◆ **CONSIGNE ÉCRITE 1**
Recopiez sans rien changer les lignes à traiter, pas l'extrait : commencez à la toute première et arrêtez-vous après celle qui contient "219L243 228L248 221ZM257", incluse.
+ + + + + + +
Le patron du plus gros réseau social du monde, Facebook, a prononcé un discours sur la liberté d'expression et la démocratie devant des étudiants. Quelques jours plus tard, il se faisait durement questionné lors de son audition au Congrès américain sur les questions de désinformation et d'éthique.
- Julien Le Bot Auteur-réalisateur, spécialiste de l’histoire d’Internet
- Thomas Huchon
Les relations entre les médias d’information et les géants de la distribution numérique font l’objet ces temps-ci de nombreux questionnements. Jeudi, plusieurs éditeurs de presse ont annoncé qu’ils allaient porter plainte contre Google pour abus de position dominante, après que la multinationale a fait du chantage pour esquiver l’application du droit voisin, autrement dit la rémunération des contenus de presse exploités par le moteur de recherche. Mais cette fin de semaine a été marquée également par l’audition du patron de Facebook (une entreprise qui rappelons-le compte 2,4 milliards d’utilisateurs dans le monde), devant le Congrès américain, au cours de laquelle la jeune élue démocrate Alexandria Ocasio-Cortez a questionné Mark Zuckerberg sur la désinformation. Leur échange tendu de 5 minutes a fait le tour des réseaux sociaux. Il faut dire que le dirigeant du plus gros réseau social du monde avait, la semaine dernière, prononcé un discours sur la liberté d’expression devant des étudiants à Georgetown qui nécessitait a minima quelques explications…
Thomas Huchon, journaliste à Spicee, réalisateur du documentaire Comment Trump a manipulé l’Amérique qui sera diffusé sur Arte le 12 novembre, un film dans lequel revient notamment sur l’affaire Cambridge Analytica, du nom de cette entreprise accusée d’avoir utilisé des données personnelles de dizaines de millions d'utilisateurs de Facebook en vue de cibler des messages en faveur du Brexit et de l'élection de Donald Trump en 2016.
+ + + + + + +
◆ **CONSIGNE ÉCRITE 2**
Réécrivez le passage de l'extrait qui commence aux mots "Le patron du" et s'arrête après "désinformation et d'éthique.", en mettant "Sénat américain" à la place de "Congrès américain".
+ + + + + + +
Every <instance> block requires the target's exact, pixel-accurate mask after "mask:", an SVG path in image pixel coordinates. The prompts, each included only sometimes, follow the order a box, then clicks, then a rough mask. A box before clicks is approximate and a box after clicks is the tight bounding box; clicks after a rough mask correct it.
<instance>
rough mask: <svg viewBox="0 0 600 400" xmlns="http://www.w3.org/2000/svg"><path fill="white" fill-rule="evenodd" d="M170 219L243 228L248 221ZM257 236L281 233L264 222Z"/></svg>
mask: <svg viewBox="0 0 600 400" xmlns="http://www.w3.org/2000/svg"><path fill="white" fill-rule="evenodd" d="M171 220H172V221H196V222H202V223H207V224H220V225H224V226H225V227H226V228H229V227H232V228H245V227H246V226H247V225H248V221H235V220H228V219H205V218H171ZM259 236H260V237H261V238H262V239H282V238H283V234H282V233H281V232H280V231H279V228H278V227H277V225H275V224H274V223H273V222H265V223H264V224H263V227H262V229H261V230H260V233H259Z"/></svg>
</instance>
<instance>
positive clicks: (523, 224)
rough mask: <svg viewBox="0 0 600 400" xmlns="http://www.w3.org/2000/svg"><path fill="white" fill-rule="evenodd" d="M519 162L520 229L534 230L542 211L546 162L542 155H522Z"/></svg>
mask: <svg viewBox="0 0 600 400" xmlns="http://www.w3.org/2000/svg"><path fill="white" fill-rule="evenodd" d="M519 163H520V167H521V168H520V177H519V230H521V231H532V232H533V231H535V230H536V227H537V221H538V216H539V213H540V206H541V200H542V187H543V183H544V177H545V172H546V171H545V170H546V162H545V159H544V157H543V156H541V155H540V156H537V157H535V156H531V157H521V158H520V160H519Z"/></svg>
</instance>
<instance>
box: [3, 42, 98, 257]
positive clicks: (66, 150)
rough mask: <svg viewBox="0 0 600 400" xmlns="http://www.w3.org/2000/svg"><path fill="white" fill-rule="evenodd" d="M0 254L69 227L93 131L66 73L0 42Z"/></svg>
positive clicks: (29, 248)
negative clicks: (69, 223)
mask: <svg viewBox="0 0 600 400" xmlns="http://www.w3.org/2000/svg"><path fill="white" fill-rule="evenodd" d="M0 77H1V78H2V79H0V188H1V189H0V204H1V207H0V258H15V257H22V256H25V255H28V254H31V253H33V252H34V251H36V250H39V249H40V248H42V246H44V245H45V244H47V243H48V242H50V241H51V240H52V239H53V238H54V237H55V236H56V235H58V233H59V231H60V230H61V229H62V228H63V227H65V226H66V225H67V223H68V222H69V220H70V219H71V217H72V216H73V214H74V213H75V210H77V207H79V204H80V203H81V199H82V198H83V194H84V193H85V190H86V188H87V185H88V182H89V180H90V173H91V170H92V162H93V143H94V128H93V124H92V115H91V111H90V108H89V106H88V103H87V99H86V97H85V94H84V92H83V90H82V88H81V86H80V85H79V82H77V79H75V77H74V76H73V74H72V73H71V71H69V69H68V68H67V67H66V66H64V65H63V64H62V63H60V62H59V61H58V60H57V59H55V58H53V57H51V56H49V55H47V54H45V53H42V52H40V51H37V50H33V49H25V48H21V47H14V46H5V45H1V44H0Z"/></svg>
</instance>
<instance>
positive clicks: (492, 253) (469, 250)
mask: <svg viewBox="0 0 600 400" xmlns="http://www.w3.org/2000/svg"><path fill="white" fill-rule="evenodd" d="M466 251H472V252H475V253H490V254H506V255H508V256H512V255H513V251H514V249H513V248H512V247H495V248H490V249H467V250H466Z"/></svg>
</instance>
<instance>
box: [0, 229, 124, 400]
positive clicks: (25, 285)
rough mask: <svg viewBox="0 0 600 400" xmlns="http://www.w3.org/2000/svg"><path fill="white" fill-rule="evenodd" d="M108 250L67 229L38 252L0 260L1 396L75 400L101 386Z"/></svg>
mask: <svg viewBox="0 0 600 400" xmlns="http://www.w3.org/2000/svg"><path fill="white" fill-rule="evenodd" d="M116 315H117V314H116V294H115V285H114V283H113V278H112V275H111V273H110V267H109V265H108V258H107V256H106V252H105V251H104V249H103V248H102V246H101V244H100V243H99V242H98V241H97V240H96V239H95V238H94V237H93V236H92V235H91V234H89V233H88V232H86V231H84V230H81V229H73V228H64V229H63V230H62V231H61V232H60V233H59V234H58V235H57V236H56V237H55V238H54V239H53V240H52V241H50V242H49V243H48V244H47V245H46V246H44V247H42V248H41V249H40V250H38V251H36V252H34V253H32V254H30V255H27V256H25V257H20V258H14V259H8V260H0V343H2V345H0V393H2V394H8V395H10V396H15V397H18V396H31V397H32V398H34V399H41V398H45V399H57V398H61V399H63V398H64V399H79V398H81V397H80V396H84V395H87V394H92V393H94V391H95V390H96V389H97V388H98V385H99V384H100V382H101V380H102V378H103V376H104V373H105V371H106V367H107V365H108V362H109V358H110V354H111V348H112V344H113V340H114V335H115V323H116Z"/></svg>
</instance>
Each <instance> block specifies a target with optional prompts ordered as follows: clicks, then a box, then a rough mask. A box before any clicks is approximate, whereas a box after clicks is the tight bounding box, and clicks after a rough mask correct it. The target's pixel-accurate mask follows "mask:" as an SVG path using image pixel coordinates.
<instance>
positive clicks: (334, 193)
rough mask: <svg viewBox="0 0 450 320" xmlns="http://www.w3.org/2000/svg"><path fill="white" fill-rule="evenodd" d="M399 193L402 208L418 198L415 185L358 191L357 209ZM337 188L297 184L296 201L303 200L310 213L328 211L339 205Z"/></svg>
+ + + + + + +
◆ **RÉPONSE 1**
Every <instance> block requires the target's exact, pixel-accurate mask after "mask:", an SVG path in image pixel coordinates. The prompts, each included only sometimes, follow the order a box, then clicks, then a rough mask. A box before clicks is approximate and a box after clicks is the tight bounding box; clicks after a rough mask correct it.
<instance>
rough mask: <svg viewBox="0 0 600 400" xmlns="http://www.w3.org/2000/svg"><path fill="white" fill-rule="evenodd" d="M170 219L243 228L248 221ZM257 236L281 233L264 222Z"/></svg>

◆ **RÉPONSE 2**
Le patron du plus gros réseau social du monde, Facebook, a prononcé un discours sur la liberté d'expression et la démocratie devant des étudiants. Quelques jours plus tard, il se faisait durement questionné lors de son audition au Sénat américain sur les questions de désinformation et d'éthique.